[begin DOCUMENT SEGMENT]

Under both the 2017 and the 2019 versions of the statute and for similar reasons discussed above, the Court concludes that a genuine issue of material fact remains as to Gleason's OEPA claim. See Freyd, 990 F.3d at 1223 (“Because Oregon courts have declared that ‘comparable work' is a more inclusive standard than ‘substantially equal work,' we conclude that [the plaintiff] has raised a genuine issue of material fact under § 652.220 for the same reasons she has done so under the Equal Pay Act.” (citing Bureau of Lab. & Indus. v. City of Roseburg, 706 P.2d 956, 959 n.2 (Or. Ct. App. 1985))). Therefore, the Court denies Defendants' motion for summary judgment on Gleason's OEPA wage discrimination claim.

C. Failure to Pay Wages Upon Termination

Gleason asserts that Defendants failed to pay her wages “that she should have received but for the discriminatory wage practices” upon termination in violation of Oregon Revised Statutes §§ 652.140 to 652.150. (SAC at 21-22.) Defendants acknowledge that if Gleason's OEPA claim survives summary judgement, so too should her unpaid wage claim. (Defs.' Mot. at 34.)

[end DOCUMENT SEGMENT]
[begin EXTRACTED INFORMATION]

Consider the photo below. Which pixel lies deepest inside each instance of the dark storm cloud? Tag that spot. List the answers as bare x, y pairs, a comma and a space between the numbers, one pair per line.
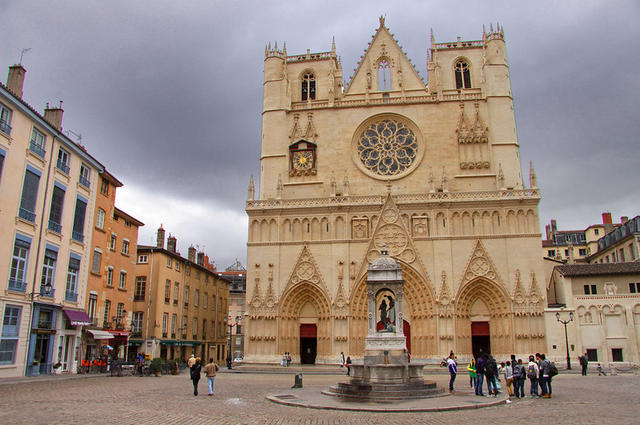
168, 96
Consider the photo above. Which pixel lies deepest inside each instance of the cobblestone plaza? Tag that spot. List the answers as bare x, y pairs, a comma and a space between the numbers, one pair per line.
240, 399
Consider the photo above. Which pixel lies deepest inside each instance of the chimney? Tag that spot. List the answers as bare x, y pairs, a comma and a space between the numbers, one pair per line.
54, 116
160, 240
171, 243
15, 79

[end EXTRACTED INFORMATION]
[begin EXTRACTED INFORMATION]

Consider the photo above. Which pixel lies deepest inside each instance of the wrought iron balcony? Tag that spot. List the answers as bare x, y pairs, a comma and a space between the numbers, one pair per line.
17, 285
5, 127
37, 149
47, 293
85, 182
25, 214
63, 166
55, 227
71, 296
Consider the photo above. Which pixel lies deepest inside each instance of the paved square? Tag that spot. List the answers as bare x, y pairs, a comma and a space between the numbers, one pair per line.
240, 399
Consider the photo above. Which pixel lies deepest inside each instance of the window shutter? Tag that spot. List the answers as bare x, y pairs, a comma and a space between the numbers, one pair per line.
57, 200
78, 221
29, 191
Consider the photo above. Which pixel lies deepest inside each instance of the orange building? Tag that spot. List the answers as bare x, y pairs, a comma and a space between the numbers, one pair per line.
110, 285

[end EXTRACTED INFORMATION]

DIRECTIVE: Rewrite the part of the court ruling that opens with the words "Gleason asserts that" and closes with "Mot. at 34.)", swapping "Gleason" for "the plaintiff".

FULL OUTPUT:
the plaintiff asserts that Defendants failed to pay her wages “that she should have received but for the discriminatory wage practices” upon termination in violation of Oregon Revised Statutes §§ 652.140 to 652.150. (SAC at 21-22.) Defendants acknowledge that if the plaintiff's OEPA claim survives summary judgement, so too should her unpaid wage claim. (Defs.' Mot. at 34.)